PROBLEM TO WORK ON: Copy each line of the records that includes "every".

──────── TASK DATA ────────

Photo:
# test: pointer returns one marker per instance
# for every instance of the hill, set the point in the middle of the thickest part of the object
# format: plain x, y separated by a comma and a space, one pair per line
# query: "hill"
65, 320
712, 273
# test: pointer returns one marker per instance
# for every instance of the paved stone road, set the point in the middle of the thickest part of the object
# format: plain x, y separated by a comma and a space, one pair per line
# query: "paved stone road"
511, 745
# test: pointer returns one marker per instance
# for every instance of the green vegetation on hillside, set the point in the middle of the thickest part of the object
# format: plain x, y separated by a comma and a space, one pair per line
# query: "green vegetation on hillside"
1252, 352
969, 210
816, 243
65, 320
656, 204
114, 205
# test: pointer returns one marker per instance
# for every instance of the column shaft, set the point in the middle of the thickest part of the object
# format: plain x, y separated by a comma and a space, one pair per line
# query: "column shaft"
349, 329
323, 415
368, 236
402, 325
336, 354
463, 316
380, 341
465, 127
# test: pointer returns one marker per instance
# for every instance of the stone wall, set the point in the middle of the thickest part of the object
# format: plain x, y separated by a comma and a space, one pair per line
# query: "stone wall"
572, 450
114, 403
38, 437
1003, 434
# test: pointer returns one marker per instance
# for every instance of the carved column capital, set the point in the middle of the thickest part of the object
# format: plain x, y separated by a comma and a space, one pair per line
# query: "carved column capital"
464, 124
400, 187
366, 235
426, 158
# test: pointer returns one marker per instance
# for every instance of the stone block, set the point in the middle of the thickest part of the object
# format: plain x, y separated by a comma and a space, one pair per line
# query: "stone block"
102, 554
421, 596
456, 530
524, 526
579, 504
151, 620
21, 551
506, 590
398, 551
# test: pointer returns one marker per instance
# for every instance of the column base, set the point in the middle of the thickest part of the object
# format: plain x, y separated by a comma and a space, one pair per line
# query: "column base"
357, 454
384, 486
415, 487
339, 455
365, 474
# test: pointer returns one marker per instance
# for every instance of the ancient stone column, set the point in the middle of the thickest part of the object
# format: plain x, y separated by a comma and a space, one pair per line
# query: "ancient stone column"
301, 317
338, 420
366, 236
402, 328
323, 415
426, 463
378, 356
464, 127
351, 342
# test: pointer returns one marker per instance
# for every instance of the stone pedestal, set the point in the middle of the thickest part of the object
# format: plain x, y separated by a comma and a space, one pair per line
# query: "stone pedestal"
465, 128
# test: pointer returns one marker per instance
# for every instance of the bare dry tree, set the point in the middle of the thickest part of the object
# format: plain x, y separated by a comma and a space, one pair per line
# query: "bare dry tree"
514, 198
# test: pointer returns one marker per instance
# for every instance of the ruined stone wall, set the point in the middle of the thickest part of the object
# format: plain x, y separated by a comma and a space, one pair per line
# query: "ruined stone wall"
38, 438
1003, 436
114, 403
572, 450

────────

RESPONSE TO THIS EXERCISE:
# for every instance of the hill, set the point in the middle of the thickest part of the object
# for every instance of the paved stone road, set the point in the middle of the thickest part of the object
# for every instance of the green vegetation on hillside, set the point in the middle of the thickest part of the object
# for every instance of the column shaft, set the point in the middle of the thickest part of the object
# for every instance of the stone wall, set the point in the middle of the thickest part of the object
# for every instance of the carved column capital, set the point in the middle of the thickest part of the object
# for every instance of the stone block, set the point in the middle of the thickest part of the object
# for every instance of the column base, set the point in the middle of the thickest part of the object
# for every instance of the ancient stone column, set the point in the middle of the thickest part of the object
# for every instance of the stone pedestal, set the point in the middle of the thickest part of the object
# for every instance of the bare dry tree, set the point in the middle of the thickest part of the object
# for every instance of the ruined stone wall, set the point in the middle of the thickest part of the object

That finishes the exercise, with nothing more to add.